- **Ações necessárias**:
1 - Reescreva o trecho do texto sobre o poder e as funções que vai de "Existe uma espécie" até "mais democráticos possível.", inclusive, trocando "chefes" por "diretores".
2 - Resuma em três frases o texto sobre o poder e as funções.
3 - Prossiga o texto sobre o poder e as funções a partir da última frase apresentada.

- **Texto fornecido**:

Existe uma espécie de "entre parêntesis" do nosso pensamento quando exercemos determinadas funções. Continuamos os mesmos, mas procedemos como se obedecêssemos a um outro princípio. O princípio burocrático, por exemplo. Conheci chefes inacessíveis, senão mesmo intratáveis, que, fora da empresa, eram excelentes pessoas. A função tomava conta deles, a ponto de ficarem irreconhecíveis. Quanto maior o poder, mais esse desfasamento é visível. Não nos devemos deixar enganar pela aparente bonomia dos poderosos. Há sempre um certo grau de desprezo que se pode esconder atrás da afabilidade. O conde de Guermantes, em Proust, que parecia o mais altivo e orgulhoso dos dois, não chegava à altura dos preconceitos e do sentimento de superioridade do seu primo, o príncipe, cujos modos exteriores eram o mais democráticos possível.

- **Dados brutos**:
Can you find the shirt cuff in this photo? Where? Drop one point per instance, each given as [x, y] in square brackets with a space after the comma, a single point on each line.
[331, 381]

- **Respostas às tarefas**:
1 -
Existe uma espécie de "entre parêntesis" do nosso pensamento quando exercemos determinadas funções. Continuamos os mesmos, mas procedemos como se obedecêssemos a um outro princípio. O princípio burocrático, por exemplo. Conheci diretores inacessíveis, senão mesmo intratáveis, que, fora da empresa, eram excelentes pessoas. A função tomava conta deles, a ponto de ficarem irreconhecíveis. Quanto maior o poder, mais esse desfasamento é visível. Não nos devemos deixar enganar pela aparente bonomia dos poderosos. Há sempre um certo grau de desprezo que se pode esconder atrás da afabilidade. O conde de Guermantes, em Proust, que parecia o mais altivo e orgulhoso dos dois, não chegava à altura dos preconceitos e do sentimento de superioridade do seu primo, o príncipe, cujos modos exteriores eram o mais democráticos possível.

2 - Quando exercemos certas funções, continuamos os mesmos, mas agimos como se obedecêssemos a outro princípio, por exemplo o burocrático, e esse desfasamento é tanto mais visível quanto maior é o poder. Não nos devemos deixar enganar pela aparente bonomia dos poderosos, pois atrás da afabilidade pode esconder-se um certo grau de desprezo. Em Proust, o príncipe de Guermantes, de modos exteriores muito democráticos, superava em preconceitos e sentimento de superioridade o seu primo, o conde, que parecia o mais altivo e orgulhoso dos dois.

3 -
O "parêntesis" pode revestir-se de características esquizóides no caso do clandestino ou do conspirador. São, na verdade, "compartimentos estanques".

O comportamento de Diotima podia chocar o seu amigo aristocrata, Leinsdorf, pela sua "liberdade" e pela "indulgência" com que falava das paixões humanas. Mas Diotima não fazia mais do que mudar de registo, premindo o "shift" adequado.